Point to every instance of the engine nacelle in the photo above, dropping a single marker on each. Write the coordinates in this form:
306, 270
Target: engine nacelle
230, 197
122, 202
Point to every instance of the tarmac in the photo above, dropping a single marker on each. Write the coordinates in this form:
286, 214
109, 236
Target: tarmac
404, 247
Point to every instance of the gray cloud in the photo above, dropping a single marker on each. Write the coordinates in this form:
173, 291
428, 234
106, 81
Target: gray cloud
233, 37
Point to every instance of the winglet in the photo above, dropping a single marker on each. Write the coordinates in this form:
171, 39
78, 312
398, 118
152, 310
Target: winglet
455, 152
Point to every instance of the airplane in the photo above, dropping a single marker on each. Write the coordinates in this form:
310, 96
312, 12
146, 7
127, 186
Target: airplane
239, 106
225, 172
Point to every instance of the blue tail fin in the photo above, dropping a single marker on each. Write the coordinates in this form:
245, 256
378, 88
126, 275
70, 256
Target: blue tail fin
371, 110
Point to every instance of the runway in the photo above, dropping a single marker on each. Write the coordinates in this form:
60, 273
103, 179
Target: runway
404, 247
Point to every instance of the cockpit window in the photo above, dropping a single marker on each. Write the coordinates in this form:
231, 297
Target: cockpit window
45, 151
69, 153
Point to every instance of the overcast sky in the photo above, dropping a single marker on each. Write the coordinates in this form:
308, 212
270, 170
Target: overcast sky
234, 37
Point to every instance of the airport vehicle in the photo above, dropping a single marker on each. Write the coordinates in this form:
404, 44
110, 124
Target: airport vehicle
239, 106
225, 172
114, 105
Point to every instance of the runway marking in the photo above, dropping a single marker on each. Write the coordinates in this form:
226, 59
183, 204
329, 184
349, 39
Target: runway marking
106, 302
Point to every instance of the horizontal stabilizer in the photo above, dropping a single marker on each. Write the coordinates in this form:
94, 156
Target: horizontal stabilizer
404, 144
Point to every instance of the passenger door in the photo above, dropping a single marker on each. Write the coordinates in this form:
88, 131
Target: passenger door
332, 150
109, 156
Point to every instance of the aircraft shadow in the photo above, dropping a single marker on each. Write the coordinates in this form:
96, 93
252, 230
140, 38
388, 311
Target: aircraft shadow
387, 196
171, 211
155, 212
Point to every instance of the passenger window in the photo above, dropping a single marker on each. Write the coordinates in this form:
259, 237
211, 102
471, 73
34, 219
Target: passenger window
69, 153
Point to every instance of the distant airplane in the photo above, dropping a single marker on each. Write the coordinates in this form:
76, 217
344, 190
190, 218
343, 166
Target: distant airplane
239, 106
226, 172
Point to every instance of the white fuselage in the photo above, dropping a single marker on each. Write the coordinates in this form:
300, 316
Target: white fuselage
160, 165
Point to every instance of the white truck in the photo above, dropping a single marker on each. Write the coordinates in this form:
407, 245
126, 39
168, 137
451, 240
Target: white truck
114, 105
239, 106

========================================

[TASK DIRECTIONS]:
The answer should repeat every line of the listing exactly.

[WRITTEN ANSWER]:
Point to every instance of the engine nacelle in the photo above, dropping a single marker on each. Write the coordinates in this form:
306, 270
Target: engine nacelle
230, 197
122, 202
Point to every instance of the tarmac in the photo above, dropping a single marker on each. Write the coordinates in this form:
286, 214
109, 236
Target: tarmac
404, 247
Point to every instance of the gray cloud in the photo above, dropping a single marker on each. Write the coordinates in this form:
173, 291
428, 234
106, 81
Target: gray cloud
233, 37
Point to every instance of the winglet in the photo above, dropping a single marker on each. Write the coordinates in this form:
171, 39
78, 312
398, 118
152, 310
Target: winglet
455, 152
Point to every instance of the airplane in the photo above, dropping a single marker on each. Write the coordinates in this form:
310, 96
312, 12
146, 7
127, 186
Target: airplane
239, 106
225, 172
Point to every instance of the blue tail fin in the photo above, dropping a single marker on each. Write the coordinates in this form:
245, 256
378, 88
126, 275
70, 256
Target: blue tail fin
371, 110
Point to every instance of the runway in the photo above, dropping a single marker on each. Write the coordinates in this form:
60, 273
103, 179
Target: runway
404, 247
Point to every instance of the cockpit window in the photo above, dropping a single marker on each. Write the coordinates in this form:
231, 297
Target: cockpit window
45, 151
69, 153
Point to every instance of the overcast sky in the photo above, dropping a single marker on each. Write the coordinates in this form:
308, 212
270, 170
Target: overcast sky
234, 37
Point to every instance of the airport vehicle in the photo above, dropping a single marker on each. Write the coordinates in this form:
404, 44
110, 124
Target: airport vehicle
239, 106
225, 172
114, 105
Point to every instance of the runway marking in the photo above, dropping a single marker on each. Write the coordinates in this form:
226, 59
183, 204
329, 184
349, 39
Target: runway marking
106, 302
Point to every instance of the horizontal stabilizer in the photo above, dropping a single marker on each. Write the coordinates in this form:
94, 156
Target: horizontal stabilizer
404, 144
Point to every instance of the passenger door in the photo above, dropping a single marker on each. Write the coordinates in this form:
88, 131
Target: passenger door
332, 150
109, 156
Point to every instance of the aircraft shadow in the photo above, dropping a single marker on each. Write the coordinates in this form:
96, 93
252, 230
140, 38
388, 311
Target: aircraft shadow
387, 196
171, 211
155, 212
Point to every instance of the passenger window in the photo above, dropping a single marker on each. Write the coordinates in this form:
259, 237
211, 102
471, 73
34, 219
Target: passenger window
69, 153
Point to every instance of the distant airplane in the photo above, dropping a single marker on each. Write the coordinates in this form:
76, 217
344, 190
190, 218
343, 166
Target: distant airplane
239, 106
226, 172
Point to every instance of the white fuselage in the photo above, dropping a single marker on each. Write the coordinates in this form:
300, 316
Target: white fuselage
160, 165
Point to every instance of the white truck in the photo above, dropping a single marker on each. Write the coordinates in this form:
407, 245
126, 39
168, 137
451, 240
Target: white truck
114, 105
239, 106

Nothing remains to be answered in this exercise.